:: Données fournies

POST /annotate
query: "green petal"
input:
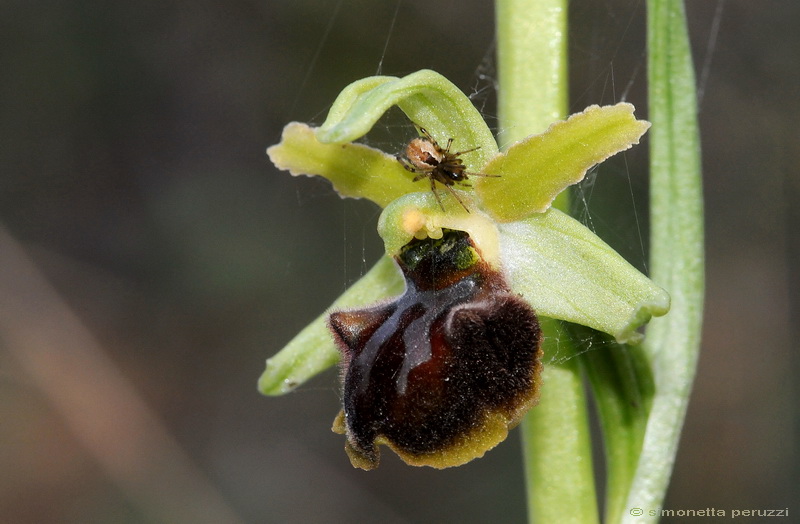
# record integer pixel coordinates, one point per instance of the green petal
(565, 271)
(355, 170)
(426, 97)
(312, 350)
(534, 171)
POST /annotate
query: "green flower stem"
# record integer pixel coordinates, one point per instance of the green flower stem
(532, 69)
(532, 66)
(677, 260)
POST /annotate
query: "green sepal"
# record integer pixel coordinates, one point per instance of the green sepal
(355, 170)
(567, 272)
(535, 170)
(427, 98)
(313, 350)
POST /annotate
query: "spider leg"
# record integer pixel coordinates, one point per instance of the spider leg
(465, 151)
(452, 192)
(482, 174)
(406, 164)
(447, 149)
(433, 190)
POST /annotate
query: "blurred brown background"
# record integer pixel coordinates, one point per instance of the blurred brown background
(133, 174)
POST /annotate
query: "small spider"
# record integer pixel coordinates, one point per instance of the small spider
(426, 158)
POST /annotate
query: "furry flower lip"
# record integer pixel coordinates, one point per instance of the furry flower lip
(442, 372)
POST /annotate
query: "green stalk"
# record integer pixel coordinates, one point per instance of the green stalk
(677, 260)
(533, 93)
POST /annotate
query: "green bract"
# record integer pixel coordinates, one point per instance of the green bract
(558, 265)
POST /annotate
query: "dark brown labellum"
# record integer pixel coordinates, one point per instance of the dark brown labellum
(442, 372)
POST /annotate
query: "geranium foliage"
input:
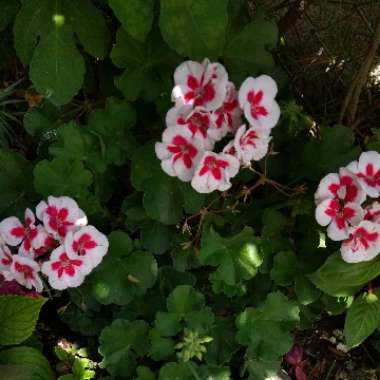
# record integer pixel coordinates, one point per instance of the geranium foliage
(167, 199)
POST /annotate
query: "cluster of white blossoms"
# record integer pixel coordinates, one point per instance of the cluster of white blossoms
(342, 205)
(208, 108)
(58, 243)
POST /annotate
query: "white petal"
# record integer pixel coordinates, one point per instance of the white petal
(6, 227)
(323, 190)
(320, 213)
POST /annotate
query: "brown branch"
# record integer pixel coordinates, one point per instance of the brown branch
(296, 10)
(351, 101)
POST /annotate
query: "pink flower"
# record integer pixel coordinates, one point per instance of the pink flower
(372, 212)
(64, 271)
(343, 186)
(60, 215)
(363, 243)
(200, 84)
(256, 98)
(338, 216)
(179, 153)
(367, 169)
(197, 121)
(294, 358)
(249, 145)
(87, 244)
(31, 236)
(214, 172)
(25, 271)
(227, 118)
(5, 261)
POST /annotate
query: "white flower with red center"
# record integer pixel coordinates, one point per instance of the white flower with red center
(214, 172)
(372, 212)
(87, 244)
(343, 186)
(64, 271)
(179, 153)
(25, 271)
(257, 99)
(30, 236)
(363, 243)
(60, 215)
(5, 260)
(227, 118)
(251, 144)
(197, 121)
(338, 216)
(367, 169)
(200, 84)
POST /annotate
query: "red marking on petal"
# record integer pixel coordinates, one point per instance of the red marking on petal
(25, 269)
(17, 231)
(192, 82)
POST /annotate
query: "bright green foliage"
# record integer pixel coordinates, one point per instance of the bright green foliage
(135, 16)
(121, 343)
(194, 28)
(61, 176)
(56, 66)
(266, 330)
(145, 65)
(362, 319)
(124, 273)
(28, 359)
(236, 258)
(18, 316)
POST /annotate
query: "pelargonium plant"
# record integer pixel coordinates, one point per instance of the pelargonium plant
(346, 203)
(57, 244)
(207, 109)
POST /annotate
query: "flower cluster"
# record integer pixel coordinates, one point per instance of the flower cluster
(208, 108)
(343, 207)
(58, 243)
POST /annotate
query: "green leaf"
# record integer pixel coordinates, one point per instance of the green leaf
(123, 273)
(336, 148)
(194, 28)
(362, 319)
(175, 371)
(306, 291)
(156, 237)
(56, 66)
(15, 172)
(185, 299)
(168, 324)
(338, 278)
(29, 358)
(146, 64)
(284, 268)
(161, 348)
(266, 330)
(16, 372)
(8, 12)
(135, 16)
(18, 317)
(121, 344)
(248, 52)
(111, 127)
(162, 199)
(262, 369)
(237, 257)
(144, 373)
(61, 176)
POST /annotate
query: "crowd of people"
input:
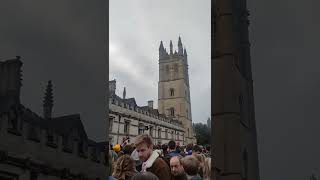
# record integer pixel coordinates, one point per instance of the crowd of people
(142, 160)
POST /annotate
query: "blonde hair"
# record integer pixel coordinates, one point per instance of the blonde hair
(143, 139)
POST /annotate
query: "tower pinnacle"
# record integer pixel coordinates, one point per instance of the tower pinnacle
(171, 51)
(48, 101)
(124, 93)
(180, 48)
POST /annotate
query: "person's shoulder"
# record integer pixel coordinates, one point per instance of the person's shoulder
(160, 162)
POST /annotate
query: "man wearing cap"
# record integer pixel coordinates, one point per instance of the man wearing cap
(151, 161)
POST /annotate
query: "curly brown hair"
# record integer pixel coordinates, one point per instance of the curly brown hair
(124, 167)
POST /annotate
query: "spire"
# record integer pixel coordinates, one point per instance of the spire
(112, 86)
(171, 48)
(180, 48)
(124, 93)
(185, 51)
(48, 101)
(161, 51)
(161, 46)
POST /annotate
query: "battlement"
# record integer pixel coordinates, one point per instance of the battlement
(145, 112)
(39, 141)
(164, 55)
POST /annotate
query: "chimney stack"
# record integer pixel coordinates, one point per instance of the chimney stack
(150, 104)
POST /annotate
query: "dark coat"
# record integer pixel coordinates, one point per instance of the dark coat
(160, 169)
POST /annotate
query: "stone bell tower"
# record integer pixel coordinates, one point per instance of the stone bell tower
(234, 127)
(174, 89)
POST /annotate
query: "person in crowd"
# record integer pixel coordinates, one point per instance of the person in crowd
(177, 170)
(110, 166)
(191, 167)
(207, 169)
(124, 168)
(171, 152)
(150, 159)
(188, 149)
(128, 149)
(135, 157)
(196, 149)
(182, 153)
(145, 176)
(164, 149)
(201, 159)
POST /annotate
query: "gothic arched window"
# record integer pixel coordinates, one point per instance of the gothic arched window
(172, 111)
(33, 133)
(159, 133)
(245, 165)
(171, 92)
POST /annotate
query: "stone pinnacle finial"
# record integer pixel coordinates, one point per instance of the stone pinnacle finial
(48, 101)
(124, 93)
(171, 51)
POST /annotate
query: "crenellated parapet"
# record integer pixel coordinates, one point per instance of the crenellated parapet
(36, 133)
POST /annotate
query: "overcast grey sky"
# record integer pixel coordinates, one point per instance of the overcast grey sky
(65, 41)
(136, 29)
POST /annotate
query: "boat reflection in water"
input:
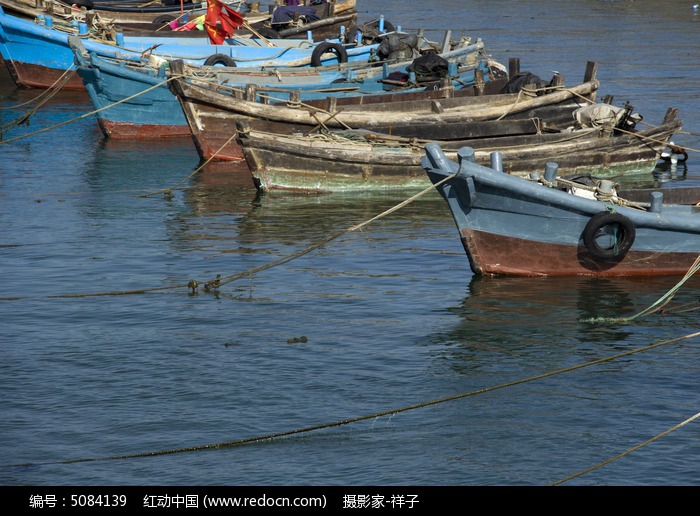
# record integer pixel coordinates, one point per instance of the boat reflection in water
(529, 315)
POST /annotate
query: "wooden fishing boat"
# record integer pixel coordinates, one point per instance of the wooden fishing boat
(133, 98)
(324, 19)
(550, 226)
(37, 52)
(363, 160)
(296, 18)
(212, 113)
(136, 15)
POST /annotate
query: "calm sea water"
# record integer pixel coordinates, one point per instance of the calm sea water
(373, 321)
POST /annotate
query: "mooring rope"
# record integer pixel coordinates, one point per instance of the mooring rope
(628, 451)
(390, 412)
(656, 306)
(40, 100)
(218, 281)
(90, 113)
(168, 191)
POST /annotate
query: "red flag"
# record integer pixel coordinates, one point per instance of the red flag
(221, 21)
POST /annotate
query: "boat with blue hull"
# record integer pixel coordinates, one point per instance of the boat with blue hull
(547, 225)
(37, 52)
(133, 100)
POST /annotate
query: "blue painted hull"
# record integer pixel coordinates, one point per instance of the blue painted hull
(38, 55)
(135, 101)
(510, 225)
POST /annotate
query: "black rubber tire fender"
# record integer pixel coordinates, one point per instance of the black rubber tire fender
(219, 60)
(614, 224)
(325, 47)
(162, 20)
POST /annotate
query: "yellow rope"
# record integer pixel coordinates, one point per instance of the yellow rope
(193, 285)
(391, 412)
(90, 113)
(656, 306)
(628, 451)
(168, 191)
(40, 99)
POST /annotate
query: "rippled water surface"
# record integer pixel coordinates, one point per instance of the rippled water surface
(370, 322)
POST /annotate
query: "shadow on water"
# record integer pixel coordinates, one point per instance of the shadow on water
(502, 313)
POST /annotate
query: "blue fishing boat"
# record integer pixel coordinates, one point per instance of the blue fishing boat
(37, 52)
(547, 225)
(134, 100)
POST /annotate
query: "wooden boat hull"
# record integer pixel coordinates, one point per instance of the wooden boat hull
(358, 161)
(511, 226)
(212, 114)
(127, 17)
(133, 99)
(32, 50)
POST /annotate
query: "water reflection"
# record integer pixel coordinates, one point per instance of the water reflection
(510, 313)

::::

Tâche à accomplir -
Relevez toutes les lignes de la liste ci-dessus qui contiennent la chaîne « finial », en respectant la casse.

Réponse attendue -
query: "stone pinnacle finial"
# record integer pixel coordinates, one point per instance of the stone pinnacle finial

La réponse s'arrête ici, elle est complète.